[Texte fourni]
***
Comment combattre un certain pessimisme des jeunes en prenant en considération leur créativité ? Comment développer cette créativité, leur apprendre à entreprendre, les amener à devenir acteurs de leurs vies ? C’est le beau défi du projet Déclic lancé par Véronique Garczynska, professeure de sciences économiques et sociales. A travers plusieurs étapes de travail (vidéos, rencontres, élaboration de projets), le dispositif, invite les élèves à se confronter à un problème qui les touche pour lui trouver une solution innovante. Par-delà les connaissances (entre autres du monde réel), les capacités (par exemple de travail collaboratif), ce sont bien des attitudes essentielles que Déclic veut favoriser tout en redonnant du sens au travail scolaire. Un dispositif inspirant et transférable, en accompagnement personnalisé, en enseignement pratique interdisciplinaire, en enseignement d’exploration …
Comment ce projet Déclic est-il né ?
***
Relevez toutes les étapes de travail que le texte sur le projet Déclic énumère entre parenthèses. Les items qui viennent ensuite sont indépendants du texte sur le projet Déclic.

[Enregistrements d'annotation par points]
***
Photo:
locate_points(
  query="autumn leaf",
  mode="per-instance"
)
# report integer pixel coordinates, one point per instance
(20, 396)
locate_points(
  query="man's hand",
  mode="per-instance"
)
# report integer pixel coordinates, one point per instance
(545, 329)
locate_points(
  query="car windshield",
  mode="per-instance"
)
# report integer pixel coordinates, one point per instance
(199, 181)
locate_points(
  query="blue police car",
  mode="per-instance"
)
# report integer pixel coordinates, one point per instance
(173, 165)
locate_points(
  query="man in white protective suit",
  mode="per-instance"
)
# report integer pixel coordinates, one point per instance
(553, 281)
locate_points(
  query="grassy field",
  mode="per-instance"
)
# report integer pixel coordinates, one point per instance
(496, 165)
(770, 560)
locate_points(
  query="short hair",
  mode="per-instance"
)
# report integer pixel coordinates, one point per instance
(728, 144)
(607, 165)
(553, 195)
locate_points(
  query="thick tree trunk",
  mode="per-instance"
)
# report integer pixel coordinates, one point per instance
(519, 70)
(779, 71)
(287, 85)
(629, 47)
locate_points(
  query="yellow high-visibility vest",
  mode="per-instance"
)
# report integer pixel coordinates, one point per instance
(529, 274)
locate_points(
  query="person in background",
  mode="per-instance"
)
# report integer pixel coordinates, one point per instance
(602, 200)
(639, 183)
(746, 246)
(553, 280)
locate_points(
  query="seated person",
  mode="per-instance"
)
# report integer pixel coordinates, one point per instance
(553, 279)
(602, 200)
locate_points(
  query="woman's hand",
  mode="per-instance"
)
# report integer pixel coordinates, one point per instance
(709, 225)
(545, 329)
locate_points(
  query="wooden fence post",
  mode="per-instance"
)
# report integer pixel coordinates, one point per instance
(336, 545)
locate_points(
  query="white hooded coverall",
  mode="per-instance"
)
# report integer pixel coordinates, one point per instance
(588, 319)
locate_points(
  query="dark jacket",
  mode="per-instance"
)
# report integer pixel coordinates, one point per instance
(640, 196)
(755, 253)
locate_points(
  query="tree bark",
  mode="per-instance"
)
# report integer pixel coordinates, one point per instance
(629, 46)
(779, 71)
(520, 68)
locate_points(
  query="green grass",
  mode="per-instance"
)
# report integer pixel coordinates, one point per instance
***
[Corrigé]
- vidéos
- rencontres
- élaboration de projets